## Trabajo por hacer
[1] ¿Puedes duplicar literalmente el fragmento de la columna sobre el caso Bucaram que va desde «Quito, Ecuador» hasta «con la democracia.»?
[2] ¿Podrías continuar la columna sobre el caso Bucaram a partir de su última oración?

## Texto de origen
¿200 millones o la dignidad?: El caso Bucaram y los pirómanos de siempre

Abdalá Bucaram, expresidente de Ecuador.

René Betancourt

Quito, Ecuador

La notificación de la Comisión Interamericana de Derechos Humanos (CIDH) al Estado ecuatoriano reabre una herida que nunca terminó de cicatrizar: la destitución de Abdalá Bucaram en 1997. Un Congreso atolondrado decidió remover a un presidente electo con el argumento de “incapacidad mental”, sin pruebas médicas ni un proceso legal mínimamente serio.

Lo que muchos celebraron como alivio político fue, en realidad, un recordatorio de cómo la arbitrariedad puede disfrazarse de legalidad y arrasar con la democracia.

Casi tres décadas después, aquel episodio vergonzoso regresa convertido en disputa judicial y espectáculo mediático. Circular en medios la cifra de 200 millones de dólares como supuesta indemnización, repetida como mantra por quienes prefieren el escándalo al análisis. Pero tanto Bucaram como su defensa aseguran que no hay un pedido económico en curso: lo que buscan es una reparación, un reconocimiento histórico, la reivindicación de un apellido hundido en la sátira nacional.

Se nos vende la cifra como circo: estridente, exagerada, hecha para el escándalo. Y mientras tanto la pregunta de fondo se esconde debajo de la alfombra. Bucaram siempre me cayó mal, un payaso incapaz de gobernar, pero en su infinita sabiduría el pueblo lo eligió. Y justo ahí está la ironía: al inepto lo puso el voto, pero al destituido lo borró la arbitrariedad. ¿Qué clase de democracia destituye a un presidente sin dejarle siquiera el derecho a defenderse? ¿Qué clase de país se ríe de su propia herida y prefiere el chiste fácil antes que el espejo roto de la memoria?

La CIDH pide explicaciones y el Estado busca excusas. ¿Habrá algún papel médico, alguna coartada legal que sostenga aquella destitución? O, como tantas veces, ¿será que la política se subió al estrado con toga prestada y dictó sentencia a su antojo? El espejo devuelve la imagen incómoda: un país que demasiadas veces ha dejado que la conveniencia de unos cuantos valga más que la institucionalidad de todos.

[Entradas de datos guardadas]
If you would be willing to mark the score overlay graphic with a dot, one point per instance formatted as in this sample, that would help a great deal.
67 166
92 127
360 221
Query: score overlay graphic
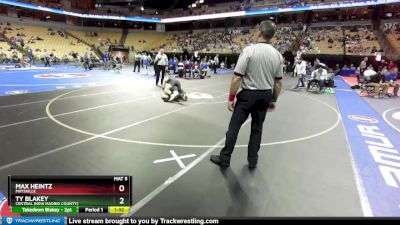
69 194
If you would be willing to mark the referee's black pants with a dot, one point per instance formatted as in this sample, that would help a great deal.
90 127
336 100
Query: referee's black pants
248 102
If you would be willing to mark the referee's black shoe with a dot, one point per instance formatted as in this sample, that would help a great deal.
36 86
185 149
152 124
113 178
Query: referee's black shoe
217 160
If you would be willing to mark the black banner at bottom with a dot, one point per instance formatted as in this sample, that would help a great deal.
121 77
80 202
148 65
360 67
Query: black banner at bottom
213 221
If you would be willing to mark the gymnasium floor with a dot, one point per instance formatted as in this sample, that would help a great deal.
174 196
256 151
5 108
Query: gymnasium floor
313 160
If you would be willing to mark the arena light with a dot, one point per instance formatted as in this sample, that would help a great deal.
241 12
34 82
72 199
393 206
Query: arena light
203 17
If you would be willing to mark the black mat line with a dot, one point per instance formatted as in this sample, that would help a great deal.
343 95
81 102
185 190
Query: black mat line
308 178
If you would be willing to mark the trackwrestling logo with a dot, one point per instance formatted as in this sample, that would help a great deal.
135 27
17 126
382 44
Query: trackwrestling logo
61 75
364 119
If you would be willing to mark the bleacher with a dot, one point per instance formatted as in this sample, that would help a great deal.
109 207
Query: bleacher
103 39
5 49
55 44
354 46
146 41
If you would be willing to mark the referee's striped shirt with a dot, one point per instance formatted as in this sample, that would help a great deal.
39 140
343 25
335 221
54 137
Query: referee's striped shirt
259 65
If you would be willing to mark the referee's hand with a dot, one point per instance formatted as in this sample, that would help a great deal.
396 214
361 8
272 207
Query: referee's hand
231 105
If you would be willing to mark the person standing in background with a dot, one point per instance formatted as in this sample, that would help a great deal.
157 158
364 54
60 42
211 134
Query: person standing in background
216 63
160 64
258 72
138 57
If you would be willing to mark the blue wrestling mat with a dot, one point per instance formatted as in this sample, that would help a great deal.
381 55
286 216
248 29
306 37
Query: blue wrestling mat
39 78
374 147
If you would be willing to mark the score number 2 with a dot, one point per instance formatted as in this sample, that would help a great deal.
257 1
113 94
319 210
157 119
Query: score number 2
121 188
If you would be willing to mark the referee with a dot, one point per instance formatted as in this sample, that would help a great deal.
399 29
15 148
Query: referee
259 72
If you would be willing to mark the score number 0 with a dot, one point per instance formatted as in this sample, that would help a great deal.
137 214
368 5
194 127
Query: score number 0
121 188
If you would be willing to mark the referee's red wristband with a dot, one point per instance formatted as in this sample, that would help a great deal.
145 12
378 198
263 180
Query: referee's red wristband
232 97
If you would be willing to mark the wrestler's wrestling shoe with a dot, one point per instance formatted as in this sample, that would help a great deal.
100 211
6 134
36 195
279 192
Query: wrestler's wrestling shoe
184 96
173 97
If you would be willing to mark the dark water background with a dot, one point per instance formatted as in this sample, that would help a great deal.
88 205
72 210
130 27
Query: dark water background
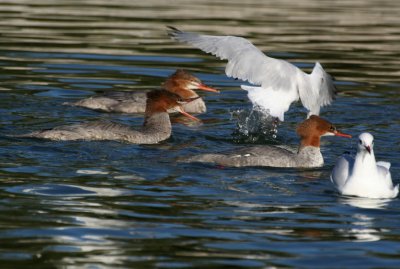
114 205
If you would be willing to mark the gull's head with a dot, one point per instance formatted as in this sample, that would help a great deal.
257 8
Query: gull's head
365 143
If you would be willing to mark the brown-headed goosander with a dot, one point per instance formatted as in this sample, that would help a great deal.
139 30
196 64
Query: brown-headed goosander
308 154
181 83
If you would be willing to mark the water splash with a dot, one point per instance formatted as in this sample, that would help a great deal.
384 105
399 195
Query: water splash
255 125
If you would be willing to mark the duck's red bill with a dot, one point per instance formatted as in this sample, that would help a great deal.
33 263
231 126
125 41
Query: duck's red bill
188 115
342 134
206 88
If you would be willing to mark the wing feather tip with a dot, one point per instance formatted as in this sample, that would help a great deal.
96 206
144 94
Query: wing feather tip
173 31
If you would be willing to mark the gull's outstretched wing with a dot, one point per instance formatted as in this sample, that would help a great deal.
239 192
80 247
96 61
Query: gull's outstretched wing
246 62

## Respuestas del ejercicio
[1]
Quito, Ecuador

La notificación de la Comisión Interamericana de Derechos Humanos (CIDH) al Estado ecuatoriano reabre una herida que nunca terminó de cicatrizar: la destitución de Abdalá Bucaram en 1997. Un Congreso atolondrado decidió remover a un presidente electo con el argumento de “incapacidad mental”, sin pruebas médicas ni un proceso legal mínimamente serio.

Lo que muchos celebraron como alivio político fue, en realidad, un recordatorio de cómo la arbitrariedad puede disfrazarse de legalidad y arrasar con la democracia.

[2]
Y si llegara el día en que Ecuador fuera responsabilizado internacionalmente, la verdadera pregunta no es cuánto recibirá Bucaram, sino quién pagará la factura. ¿Los ciudadanos, con sus impuestos, otra vez? ¿O también aquellos congresistas que firmaron una decisión sin sustento, convertida hoy en pasivo histórico? La Constitución es clara: el Estado tiene derecho de repetición contra los funcionarios que con dolo o culpa grave causaron el daño. La Procuraduría está obligada a identificar, demandar y recuperar lo pagado de quienes confundieron impunidad con poder.

Bucaram es el pretexto, lo verdaderamente obsceno es que seguimos pagando por los caprichos de ayer con los bolsillos de hoy. El verdadero precedente democrático no está en firmar un cheque sino en que los culpables den la cara. Que no se escondan detrás del disfraz del “Estado”, como si fuera un fantasma sin cuerpo ni memoria.

El Estado son nombres y apellidos, manos que levantaron la votación y gargantas que gritaron consignas. Y si esas manos y esas gargantas nos cuestan millones, la justicia no puede seguir cobrándole al ciudadano de a pie. Que paguen ellos, los que confundieron poder con impunidad, y que no se vayan de rositas mientras el país pasa la cuenta en silencio.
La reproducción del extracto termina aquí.